** START OF PAGE EXCERPT **

# Tuna popper leader



## Luke435

I will be chuncking poppers for yft around the floaters and was wondering what kind of leader should I use: type, #,length, tie knots or crimp it


----------



## luna sea II

I'm sure somebody will say this isn't right but here's what I do. I tie 2-2.5ft of 60-80lb mono to a 90lb rosco black swivel and tie that to my braid.


----------



## marlin50lrs

I think flourocarbon is the best leader material. you can use a heavier pound test as it supposedly disappears. for length i would go as long as you can still comfortably cast


----------



## Swells

Clear Momoi mono of the best quality, maybe, and perhaps with a backing of braid in case the fish sounds deep and you don't want to be spooled. Or a 200 yard (600') topshot will work, at least in my mind. I do not like fluorocarbon leaders, but it will work in a pinch no problem. Tuna are line-shy and Momoi is rated well above it's test ratings.


----------



## oldtrackster

Many people, not the hobbiest, tie their main line direct if the main line is 60lb or 80lb mono or flouro. When I want a short leader I like Spro (smallest for size) swivels to tie main line to leader. Leave it as long as can be comfortably casted. If I want a long leader I purchase wind ons.


----------



## luna sea II

Ok I answered your question and I was correct about someone saying I wasn't right. someone who can count the tuna they have caught on thier setup on one hand if they have actually caught one.
like swells said momoi is good stuff. if your leader is out of the water like it is while retreiving a popper why fouro or a long leader?


----------



## Toledo

I go with about 12 ft of 80lb momoi hi-catch (not diamond- its stiff) tied to my 80lb braid with a PR knot. The terminal end is a 230lb SPRO swivel with a Uni knot. Go from the swivel to a split ring like you see foks doing for jigs and you dont have to retie to swap lures. The long leader is so your finger will be on mono when you cast and not braid.

** END OF PAGE EXCERPT **

• **OBJECTIVE A**
Rework the tuna popper leader thread, giving everything from "Many people, not" down to "actually caught one." with "wind ons" changed to "wind-on leaders".
The listing below is unrelated to the tuna popper leader thread.

** START OF RECORDS TO PROCESS **

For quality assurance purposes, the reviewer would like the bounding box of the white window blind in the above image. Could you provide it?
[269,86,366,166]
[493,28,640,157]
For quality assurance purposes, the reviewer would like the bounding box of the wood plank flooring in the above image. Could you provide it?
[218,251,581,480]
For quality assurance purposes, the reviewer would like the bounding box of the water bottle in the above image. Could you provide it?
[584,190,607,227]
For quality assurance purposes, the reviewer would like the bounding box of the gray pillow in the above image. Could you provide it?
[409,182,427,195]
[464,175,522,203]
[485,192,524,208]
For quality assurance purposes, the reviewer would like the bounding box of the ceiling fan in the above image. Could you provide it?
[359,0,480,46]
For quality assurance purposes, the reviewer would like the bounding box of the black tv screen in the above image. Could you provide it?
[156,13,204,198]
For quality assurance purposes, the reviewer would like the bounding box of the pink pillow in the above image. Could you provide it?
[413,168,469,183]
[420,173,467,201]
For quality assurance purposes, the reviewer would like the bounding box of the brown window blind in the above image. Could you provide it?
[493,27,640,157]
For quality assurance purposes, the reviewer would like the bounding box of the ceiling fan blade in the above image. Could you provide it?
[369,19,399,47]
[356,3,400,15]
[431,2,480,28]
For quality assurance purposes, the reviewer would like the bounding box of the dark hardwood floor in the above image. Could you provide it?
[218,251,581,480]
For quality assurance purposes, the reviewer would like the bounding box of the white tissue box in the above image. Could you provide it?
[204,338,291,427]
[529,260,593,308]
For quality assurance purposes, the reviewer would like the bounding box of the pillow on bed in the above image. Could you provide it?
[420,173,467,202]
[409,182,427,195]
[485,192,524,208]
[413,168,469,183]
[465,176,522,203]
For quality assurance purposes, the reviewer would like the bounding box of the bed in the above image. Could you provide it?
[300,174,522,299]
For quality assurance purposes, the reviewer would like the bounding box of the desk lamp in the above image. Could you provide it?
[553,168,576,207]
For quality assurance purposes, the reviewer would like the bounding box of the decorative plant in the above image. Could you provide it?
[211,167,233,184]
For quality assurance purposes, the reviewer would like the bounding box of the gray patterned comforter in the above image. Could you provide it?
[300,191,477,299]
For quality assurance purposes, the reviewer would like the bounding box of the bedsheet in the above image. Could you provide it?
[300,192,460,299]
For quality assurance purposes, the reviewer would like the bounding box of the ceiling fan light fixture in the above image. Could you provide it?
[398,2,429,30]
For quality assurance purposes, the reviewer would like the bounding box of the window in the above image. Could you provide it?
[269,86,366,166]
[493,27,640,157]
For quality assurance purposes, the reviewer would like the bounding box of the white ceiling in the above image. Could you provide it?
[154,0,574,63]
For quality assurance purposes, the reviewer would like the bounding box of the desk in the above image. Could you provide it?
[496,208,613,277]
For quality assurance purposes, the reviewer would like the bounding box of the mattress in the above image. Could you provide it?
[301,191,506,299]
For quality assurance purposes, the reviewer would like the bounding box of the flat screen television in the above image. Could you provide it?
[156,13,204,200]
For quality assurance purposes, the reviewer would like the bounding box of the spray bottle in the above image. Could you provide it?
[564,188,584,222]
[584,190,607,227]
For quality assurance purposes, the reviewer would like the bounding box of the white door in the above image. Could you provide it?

** END OF RECORDS TO PROCESS **

• **OBJECTIVE B**
From the listing, lay out everything from the line containing "the desk lamp" down to the line containing "[154,0,574,63]" as a JSON array of strings, one string per line, omitting blank lines.

• **EXERCISE RESPONSE A**
Many people, not the hobbiest, tie their main line direct if the main line is 60lb or 80lb mono or flouro. When I want a short leader I like Spro (smallest for size) swivels to tie main line to leader. Leave it as long as can be comfortably casted. If I want a long leader I purchase wind-on leaders.


----------



## luna sea II

Ok I answered your question and I was correct about someone saying I wasn't right. someone who can count the tuna they have caught on thier setup on one hand if they have actually caught one.

• **EXERCISE RESPONSE B**
[
  "For quality assurance purposes, the reviewer would like the bounding box of the desk lamp in the above image. Could you provide it?",
  "[553,168,576,207]",
  "For quality assurance purposes, the reviewer would like the bounding box of the decorative plant in the above image. Could you provide it?",
  "[211,167,233,184]",
  "For quality assurance purposes, the reviewer would like the bounding box of the gray patterned comforter in the above image. Could you provide it?",
  "[300,191,477,299]",
  "For quality assurance purposes, the reviewer would like the bounding box of the bedsheet in the above image. Could you provide it?",
  "[300,192,460,299]",
  "For quality assurance purposes, the reviewer would like the bounding box of the ceiling fan light fixture in the above image. Could you provide it?",
  "[398,2,429,30]",
  "For quality assurance purposes, the reviewer would like the bounding box of the window in the above image. Could you provide it?",
  "[269,86,366,166]",
  "[493,27,640,157]",
  "For quality assurance purposes, the reviewer would like the bounding box of the white ceiling in the above image. Could you provide it?",
  "[154,0,574,63]"
]